Provided passage
========================================================================
Sketch of the measurement positions on the HDF panel surface resulting in different transverse (vertical lines, ABC) and longitudinal (horizontal lines, abc) bending curves

With this pattern, the height of three longitudinal (hl) and three transverse bending curves (ht) could be calculated by also considering the total panel thickness tp (Eq. 1) and averaged to a longitudinal (hlm) and a transverse (htm) height of the bending curve for each panel.
$$h_{{{\text{t}}i}} = \left( {\frac{{\left( {A - C} \right)}}{2} + B} \right) + t_{p} \quad h_{{{\text{l}}i}} = \left( {\frac{{\left( {a- c} \right)}}{2} + b} \right) + t_{p} \quad i = 1,2,3$$

Resulting positive values for either hlm or htm represent concave, whereas negative values indicate convex panel deformation when HDF is on the upper side.

Due to an inappropriate determination of the accurate bowstring length of changing concave and convex panel deformation, instead of the average panel curvature the average transverse and longitudinal heights of the bending curves were used for indicating the panel warping.
========================================================================
Tasks
1: In the passage on HDF panel bending curves, what do negative values of hlm or htm indicate?
2: Write out everything in the passage on HDF panel bending curves from "Resulting positive values" down to "the upper side.".
3: Pick up the passage on HDF panel warping after its final sentence and write what comes next.

Data section
========================================================================
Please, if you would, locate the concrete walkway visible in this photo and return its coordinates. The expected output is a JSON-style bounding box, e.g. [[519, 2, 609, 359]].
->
========================================================================
Answers per task
1: Negative values indicate convex panel deformation when HDF is on the upper side.

2:
Resulting positive values for either hlm or htm represent concave, whereas negative values indicate convex panel deformation when HDF is on the upper side.

3:
Micromechanical properties of the adhesives

For the present study, moisture-related mechanical data from the same adhesives as used for the bi-layers were compared to the deformation behaviour of bi-layered panels. The stress brought to the adhesive layer due to bi-layer bending initiated by warping is assumed to be dominated by shear. Thus, knowledge of the shear modulus (G) of the pure adhesive would be essential. Moisture-related in situ G data of pure adhesive glue line are not available from the literature. However, a direct relation between E and G is typically applicable (Konnerth et al. 2006). For simplification, moisture-related in situ Er data were used directly from previous experiments (Stöckel et al. 2013; Rindler et al. 2018). For PUR, no directly comparable CIT values were available, that is why only Er values were used with a value of 4 GPa in accordance with values collected by Stöckel et al. (2013). The results for Er and CIT obtained from this experiment are listed as mean values in Table 1.

Results and discussion

In the following, the section “Results and discussion” is divided into two sections. In the section “Bi-layer deformation”, the moisture-related transverse (Fig. 4) and longitudinal (Fig. 5) deformations are displayed in relation to the established MC for spruce wood. In the section “Adhesive mechanics on the observed bi-layer deformation”, the slope values of Figs. 4 and 5 are plotted against reduced elastic modulus (Fig. 6) and indentation creep (Fig. 7) from Table 1.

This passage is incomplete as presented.